(WHAT TO PRODUCE)
Gather every line in the records below that contains the word "quarter".

[Items from a data source]
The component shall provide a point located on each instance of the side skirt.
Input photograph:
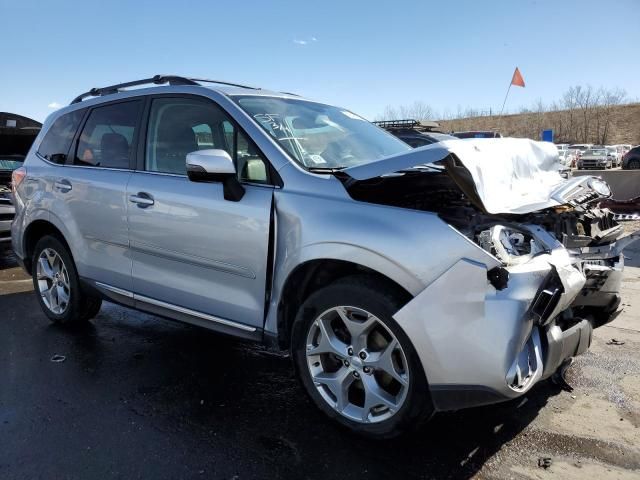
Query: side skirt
(174, 312)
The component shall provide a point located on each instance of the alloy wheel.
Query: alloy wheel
(357, 364)
(53, 281)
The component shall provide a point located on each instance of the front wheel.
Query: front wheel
(356, 363)
(57, 285)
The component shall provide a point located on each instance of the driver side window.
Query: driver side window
(178, 126)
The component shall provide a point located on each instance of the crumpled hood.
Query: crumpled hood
(504, 175)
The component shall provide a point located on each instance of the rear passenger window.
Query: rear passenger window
(108, 135)
(57, 142)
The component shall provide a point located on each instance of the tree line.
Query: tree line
(582, 114)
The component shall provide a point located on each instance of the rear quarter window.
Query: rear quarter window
(57, 141)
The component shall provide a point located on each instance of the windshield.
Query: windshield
(320, 136)
(596, 151)
(10, 162)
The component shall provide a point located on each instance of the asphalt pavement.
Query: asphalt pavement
(131, 396)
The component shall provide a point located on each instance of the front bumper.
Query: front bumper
(479, 345)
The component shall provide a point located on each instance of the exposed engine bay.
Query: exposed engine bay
(588, 233)
(578, 224)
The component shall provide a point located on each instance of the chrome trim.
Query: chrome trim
(175, 308)
(119, 291)
(93, 238)
(192, 259)
(82, 166)
(193, 313)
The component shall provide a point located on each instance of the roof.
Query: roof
(222, 86)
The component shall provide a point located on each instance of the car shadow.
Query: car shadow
(223, 397)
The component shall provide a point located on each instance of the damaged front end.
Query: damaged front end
(485, 336)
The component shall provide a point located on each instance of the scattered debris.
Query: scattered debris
(559, 378)
(544, 462)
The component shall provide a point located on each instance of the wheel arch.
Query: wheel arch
(33, 233)
(312, 275)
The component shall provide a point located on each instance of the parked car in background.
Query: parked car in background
(579, 148)
(403, 281)
(14, 145)
(477, 134)
(8, 163)
(597, 158)
(631, 159)
(415, 133)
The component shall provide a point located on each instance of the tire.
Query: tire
(57, 285)
(361, 295)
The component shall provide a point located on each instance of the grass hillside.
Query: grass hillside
(619, 124)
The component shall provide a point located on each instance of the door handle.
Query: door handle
(63, 186)
(142, 199)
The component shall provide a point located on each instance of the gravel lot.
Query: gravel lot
(140, 397)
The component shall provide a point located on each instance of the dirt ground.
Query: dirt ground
(594, 430)
(142, 397)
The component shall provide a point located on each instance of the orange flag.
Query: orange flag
(517, 79)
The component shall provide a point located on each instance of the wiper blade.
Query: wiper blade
(325, 169)
(423, 167)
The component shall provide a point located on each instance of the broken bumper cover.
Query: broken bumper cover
(479, 345)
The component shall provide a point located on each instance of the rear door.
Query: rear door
(193, 251)
(91, 192)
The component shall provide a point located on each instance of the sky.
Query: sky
(360, 55)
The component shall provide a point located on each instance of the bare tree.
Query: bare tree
(418, 110)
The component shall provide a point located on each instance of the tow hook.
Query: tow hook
(498, 277)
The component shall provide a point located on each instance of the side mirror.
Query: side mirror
(215, 165)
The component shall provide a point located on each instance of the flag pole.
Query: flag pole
(505, 97)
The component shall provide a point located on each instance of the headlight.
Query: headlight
(600, 187)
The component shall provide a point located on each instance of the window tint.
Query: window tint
(178, 126)
(56, 143)
(108, 135)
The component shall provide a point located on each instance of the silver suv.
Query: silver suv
(403, 281)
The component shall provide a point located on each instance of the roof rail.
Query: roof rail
(156, 80)
(408, 124)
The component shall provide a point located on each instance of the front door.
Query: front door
(192, 249)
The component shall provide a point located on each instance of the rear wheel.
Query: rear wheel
(56, 282)
(356, 363)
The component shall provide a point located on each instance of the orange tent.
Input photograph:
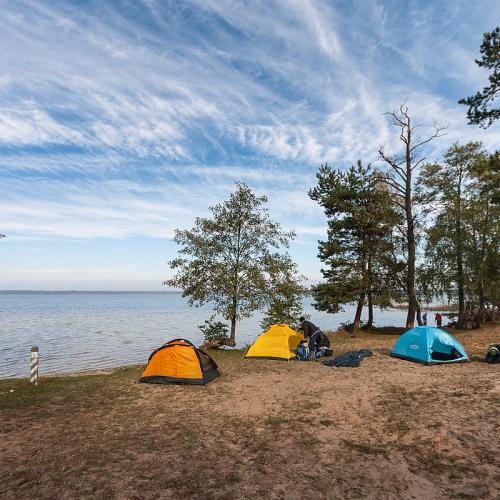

(RESULT FOR THIS TASK)
The component shall provide a point located on each instance of the rear quarter window.
Query: rear quarter window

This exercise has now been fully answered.